Aim: Please return each line of the data below that contains the word "foliage". Case counts.

Excerpts from point annotation data:
========================================

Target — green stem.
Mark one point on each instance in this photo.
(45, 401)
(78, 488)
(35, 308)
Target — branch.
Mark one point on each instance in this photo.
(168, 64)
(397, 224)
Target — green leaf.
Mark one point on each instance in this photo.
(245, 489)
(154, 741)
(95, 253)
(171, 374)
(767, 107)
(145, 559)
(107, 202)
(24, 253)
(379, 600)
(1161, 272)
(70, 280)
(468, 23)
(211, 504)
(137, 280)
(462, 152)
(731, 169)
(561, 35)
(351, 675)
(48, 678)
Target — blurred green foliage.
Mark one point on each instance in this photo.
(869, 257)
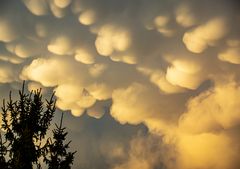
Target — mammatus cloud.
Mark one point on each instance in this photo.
(170, 65)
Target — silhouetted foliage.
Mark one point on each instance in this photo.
(25, 123)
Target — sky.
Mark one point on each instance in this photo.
(150, 84)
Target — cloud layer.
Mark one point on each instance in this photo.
(170, 65)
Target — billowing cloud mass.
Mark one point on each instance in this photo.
(172, 66)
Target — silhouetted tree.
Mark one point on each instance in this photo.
(25, 123)
(58, 157)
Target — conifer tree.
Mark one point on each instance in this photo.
(25, 123)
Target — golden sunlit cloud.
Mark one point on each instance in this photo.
(170, 66)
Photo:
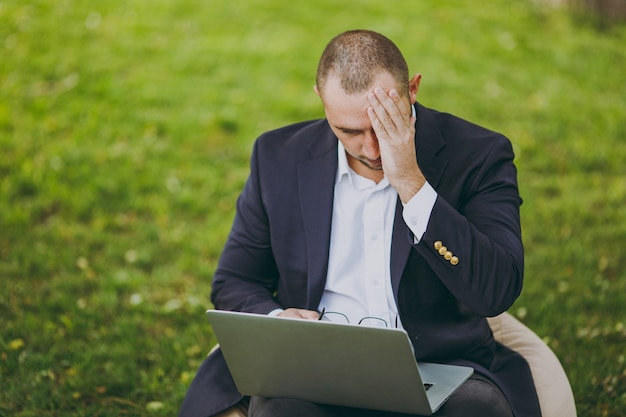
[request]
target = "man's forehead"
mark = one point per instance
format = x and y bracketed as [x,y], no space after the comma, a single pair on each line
[333,85]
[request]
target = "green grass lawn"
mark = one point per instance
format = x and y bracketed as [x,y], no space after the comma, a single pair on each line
[125,130]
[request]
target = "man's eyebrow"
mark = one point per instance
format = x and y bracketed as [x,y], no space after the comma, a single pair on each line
[349,129]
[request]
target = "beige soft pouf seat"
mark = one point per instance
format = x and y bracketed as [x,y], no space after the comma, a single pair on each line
[553,389]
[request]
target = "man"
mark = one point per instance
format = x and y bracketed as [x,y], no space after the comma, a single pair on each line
[384,209]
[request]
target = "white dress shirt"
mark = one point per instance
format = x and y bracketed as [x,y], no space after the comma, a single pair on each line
[358,282]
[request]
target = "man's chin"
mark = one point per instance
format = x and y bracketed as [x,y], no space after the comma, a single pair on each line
[375,165]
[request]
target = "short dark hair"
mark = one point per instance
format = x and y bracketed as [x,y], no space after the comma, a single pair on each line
[357,57]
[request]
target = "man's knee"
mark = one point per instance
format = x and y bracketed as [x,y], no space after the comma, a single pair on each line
[477,397]
[285,407]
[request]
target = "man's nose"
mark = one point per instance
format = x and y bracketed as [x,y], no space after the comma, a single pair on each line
[370,145]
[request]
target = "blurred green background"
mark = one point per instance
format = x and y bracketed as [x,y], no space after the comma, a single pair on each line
[125,131]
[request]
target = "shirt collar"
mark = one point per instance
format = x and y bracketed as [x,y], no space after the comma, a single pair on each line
[342,164]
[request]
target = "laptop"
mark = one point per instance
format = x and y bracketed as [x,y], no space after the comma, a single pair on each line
[331,363]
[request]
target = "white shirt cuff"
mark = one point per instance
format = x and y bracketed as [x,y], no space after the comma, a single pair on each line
[417,211]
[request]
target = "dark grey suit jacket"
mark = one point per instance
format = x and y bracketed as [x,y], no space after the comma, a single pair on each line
[277,253]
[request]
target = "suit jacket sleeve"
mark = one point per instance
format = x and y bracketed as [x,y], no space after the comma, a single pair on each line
[477,219]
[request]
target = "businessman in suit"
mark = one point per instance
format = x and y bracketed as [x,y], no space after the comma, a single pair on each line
[383,209]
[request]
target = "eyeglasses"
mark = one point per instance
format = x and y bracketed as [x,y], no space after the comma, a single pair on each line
[367,320]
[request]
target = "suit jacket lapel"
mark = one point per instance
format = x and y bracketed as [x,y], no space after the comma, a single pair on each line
[316,183]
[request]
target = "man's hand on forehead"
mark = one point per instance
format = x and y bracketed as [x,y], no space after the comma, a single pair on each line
[391,119]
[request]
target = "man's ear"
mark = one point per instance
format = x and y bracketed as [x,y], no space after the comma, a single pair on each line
[414,85]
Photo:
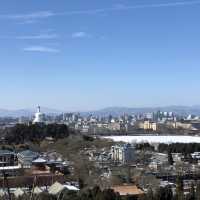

========================================

Full solution:
Target — blurred green foliage.
Target — silhouetted foliage.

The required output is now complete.